** begin Data in this exercise **

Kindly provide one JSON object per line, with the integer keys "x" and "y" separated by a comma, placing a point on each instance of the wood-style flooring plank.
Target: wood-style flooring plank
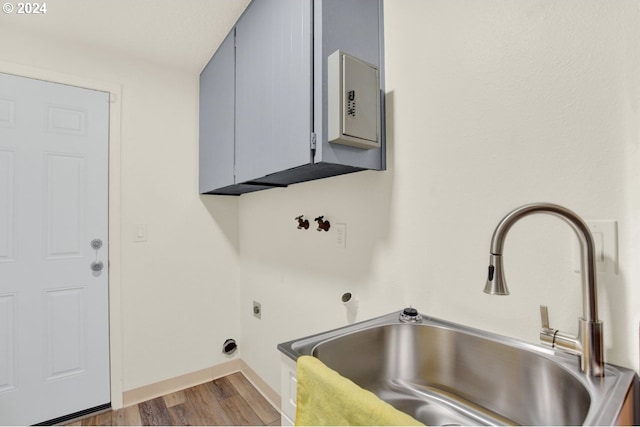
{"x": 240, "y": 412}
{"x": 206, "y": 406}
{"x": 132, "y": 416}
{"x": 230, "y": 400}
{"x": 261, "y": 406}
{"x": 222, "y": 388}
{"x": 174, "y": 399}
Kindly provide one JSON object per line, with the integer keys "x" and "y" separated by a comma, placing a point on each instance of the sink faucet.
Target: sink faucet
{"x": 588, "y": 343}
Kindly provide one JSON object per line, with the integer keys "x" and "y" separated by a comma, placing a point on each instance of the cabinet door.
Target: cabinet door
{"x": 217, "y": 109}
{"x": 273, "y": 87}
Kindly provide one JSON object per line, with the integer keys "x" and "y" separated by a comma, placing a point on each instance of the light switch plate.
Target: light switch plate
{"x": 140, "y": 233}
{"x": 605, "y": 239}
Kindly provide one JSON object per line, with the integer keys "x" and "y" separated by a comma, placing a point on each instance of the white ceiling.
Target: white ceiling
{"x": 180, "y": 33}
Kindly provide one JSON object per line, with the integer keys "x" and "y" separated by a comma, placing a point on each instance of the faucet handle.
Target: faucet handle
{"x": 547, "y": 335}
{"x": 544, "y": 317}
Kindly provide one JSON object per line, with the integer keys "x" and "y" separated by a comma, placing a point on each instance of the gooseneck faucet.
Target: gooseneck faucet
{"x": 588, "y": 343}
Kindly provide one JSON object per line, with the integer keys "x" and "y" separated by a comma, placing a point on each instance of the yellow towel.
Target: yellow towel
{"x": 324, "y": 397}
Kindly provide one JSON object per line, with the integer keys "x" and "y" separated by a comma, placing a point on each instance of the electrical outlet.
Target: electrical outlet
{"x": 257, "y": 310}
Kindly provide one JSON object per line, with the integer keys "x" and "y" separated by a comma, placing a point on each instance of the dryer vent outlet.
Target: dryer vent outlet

** end Data in this exercise **

> What the task requires:
Copy the records above exactly, omitting every picture.

> Answer for this exercise:
Kindly provide one JSON object per line, with the integer keys "x" and "y" separated by a comma, placing a point on each instance of the wood-style flooring plank.
Target: wood-style flooring plank
{"x": 240, "y": 412}
{"x": 206, "y": 406}
{"x": 132, "y": 416}
{"x": 230, "y": 400}
{"x": 261, "y": 406}
{"x": 222, "y": 388}
{"x": 174, "y": 399}
Kindly provide one JSON object per line, with the integer keys "x" and "y" separated by a comma, placing a point on each instance of the sink faucet.
Target: sink faucet
{"x": 588, "y": 343}
Kindly provide one JSON object per line, with the integer keys "x" and "y" separated by a comma, placing a point on each instance of the cabinet door.
Target: cabinet door
{"x": 217, "y": 109}
{"x": 273, "y": 87}
Kindly provide one JSON object per line, with the integer keys "x" and "y" separated by a comma, placing a point on each instance of the light switch plate.
Target: light switch plate
{"x": 140, "y": 233}
{"x": 605, "y": 239}
Kindly provide one JSON object per line, with the integer keys "x" and "y" separated by a comma, placing a point on each instance of the white ceiling.
Target: white ceiling
{"x": 180, "y": 33}
Kindly provide one JSON object per line, with the integer keys "x" and "y" separated by a comma, placing a point on each instance of the faucet handle.
Target: faucet handle
{"x": 547, "y": 335}
{"x": 544, "y": 317}
Kindly provide one JSON object per line, with the integer keys "x" and "y" separated by a comma, placing a point on each instance of the gooseneck faucet.
Target: gooseneck faucet
{"x": 588, "y": 343}
Kindly provide one JSON object per line, with the integer keys "x" and "y" separated by a comma, placing a point on each instance of the yellow towel.
Target: yellow towel
{"x": 324, "y": 397}
Kindly provide one JSON object per line, with the integer keys "x" and "y" separated by a comma, placing a point on each instance of the electrical outlet.
Target: electrical outlet
{"x": 257, "y": 310}
Kindly provide one JSON object per line, with the integer keys "x" and "y" separated by a comma, placing a point on each instance of the dryer vent outlet.
Target: dryer vent outlet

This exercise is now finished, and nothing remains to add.